- Exercise instructions:
How many of the lines below contain the word "window"? Count them and reply with the number alone.

- Records for processing:
* START *
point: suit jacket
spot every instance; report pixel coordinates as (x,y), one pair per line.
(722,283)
* END *
* START *
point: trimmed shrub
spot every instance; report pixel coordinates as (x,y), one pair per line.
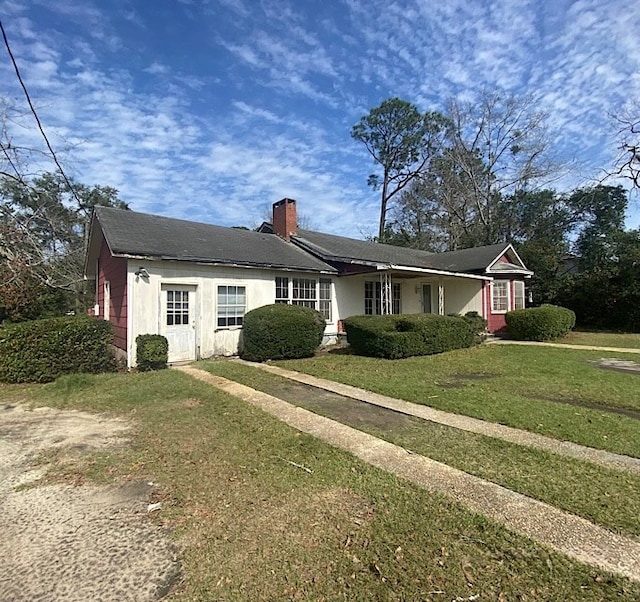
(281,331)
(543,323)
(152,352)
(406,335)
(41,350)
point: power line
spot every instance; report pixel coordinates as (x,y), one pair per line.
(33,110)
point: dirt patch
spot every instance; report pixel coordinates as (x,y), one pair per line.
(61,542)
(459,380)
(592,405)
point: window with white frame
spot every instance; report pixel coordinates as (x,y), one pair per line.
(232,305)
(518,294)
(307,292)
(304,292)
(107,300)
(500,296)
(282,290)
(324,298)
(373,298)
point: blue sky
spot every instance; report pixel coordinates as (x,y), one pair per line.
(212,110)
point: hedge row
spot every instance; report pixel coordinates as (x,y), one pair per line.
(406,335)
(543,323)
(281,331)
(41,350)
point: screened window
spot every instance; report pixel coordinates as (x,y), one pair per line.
* END *
- Expected answer:
2